**Records for this exercise**
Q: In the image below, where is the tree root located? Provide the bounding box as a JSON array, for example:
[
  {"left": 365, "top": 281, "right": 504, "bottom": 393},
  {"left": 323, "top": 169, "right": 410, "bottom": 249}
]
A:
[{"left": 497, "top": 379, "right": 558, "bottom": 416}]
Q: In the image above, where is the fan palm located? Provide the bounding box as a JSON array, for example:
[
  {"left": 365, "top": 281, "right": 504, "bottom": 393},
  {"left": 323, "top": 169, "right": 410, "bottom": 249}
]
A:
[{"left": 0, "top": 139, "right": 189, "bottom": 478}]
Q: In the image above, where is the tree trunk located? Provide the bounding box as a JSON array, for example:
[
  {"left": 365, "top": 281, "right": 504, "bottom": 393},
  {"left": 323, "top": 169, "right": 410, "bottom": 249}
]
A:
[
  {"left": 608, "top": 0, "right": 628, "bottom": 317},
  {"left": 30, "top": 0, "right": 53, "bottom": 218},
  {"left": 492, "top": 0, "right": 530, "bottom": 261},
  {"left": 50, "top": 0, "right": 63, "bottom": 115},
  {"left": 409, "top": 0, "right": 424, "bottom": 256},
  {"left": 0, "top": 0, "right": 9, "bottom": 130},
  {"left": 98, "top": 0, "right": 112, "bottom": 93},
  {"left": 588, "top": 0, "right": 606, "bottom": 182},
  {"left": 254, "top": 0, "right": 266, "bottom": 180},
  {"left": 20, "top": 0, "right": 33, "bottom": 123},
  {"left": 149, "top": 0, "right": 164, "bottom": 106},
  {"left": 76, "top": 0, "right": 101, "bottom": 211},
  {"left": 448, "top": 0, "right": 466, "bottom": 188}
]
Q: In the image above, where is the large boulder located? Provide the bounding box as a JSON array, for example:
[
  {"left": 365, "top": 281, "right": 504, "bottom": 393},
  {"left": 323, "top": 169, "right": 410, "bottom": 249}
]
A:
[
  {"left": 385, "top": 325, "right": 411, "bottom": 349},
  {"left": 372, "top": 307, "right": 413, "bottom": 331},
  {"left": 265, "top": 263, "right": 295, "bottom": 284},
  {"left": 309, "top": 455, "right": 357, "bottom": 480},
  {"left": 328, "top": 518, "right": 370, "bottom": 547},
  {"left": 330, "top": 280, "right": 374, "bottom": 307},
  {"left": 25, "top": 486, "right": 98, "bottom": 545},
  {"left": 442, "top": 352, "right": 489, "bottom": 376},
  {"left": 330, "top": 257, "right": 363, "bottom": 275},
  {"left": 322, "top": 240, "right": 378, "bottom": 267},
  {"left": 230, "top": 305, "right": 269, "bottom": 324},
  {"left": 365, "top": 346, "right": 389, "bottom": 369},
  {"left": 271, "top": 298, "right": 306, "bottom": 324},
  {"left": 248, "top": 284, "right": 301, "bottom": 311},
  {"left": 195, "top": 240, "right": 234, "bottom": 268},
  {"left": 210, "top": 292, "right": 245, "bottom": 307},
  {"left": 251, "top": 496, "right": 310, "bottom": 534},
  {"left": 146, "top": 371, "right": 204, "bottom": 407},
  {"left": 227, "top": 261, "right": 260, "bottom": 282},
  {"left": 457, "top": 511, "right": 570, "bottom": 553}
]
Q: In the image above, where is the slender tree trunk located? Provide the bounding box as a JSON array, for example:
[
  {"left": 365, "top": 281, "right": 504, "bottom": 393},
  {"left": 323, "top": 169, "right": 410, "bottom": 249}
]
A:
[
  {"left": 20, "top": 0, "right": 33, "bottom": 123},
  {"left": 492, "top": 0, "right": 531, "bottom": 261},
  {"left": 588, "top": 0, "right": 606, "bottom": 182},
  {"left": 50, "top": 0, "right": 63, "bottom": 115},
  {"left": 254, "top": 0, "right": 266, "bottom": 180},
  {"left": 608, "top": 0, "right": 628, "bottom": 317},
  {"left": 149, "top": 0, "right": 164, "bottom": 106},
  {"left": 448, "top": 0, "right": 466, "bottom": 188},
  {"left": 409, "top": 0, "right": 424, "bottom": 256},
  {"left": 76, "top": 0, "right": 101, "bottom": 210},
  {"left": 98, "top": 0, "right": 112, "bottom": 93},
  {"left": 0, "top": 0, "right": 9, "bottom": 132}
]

**The request**
Pull out each line of the material above that contains the string "Provide".

**Right answer**
Q: In the image below, where is the tree root located? Provide the bounding box as a JSON array, for example:
Q: In the image above, where is the fan palm located? Provide the bounding box as a JSON array, for example:
Q: In the image above, where is the tree trunk located? Provide the bounding box as a JSON array, for example:
Q: In the image above, where is the large boulder located? Provide the bounding box as a JSON array, for example:
Q: In the image above, where is the slender tree trunk located? Provide the bounding box as a JSON array, for example:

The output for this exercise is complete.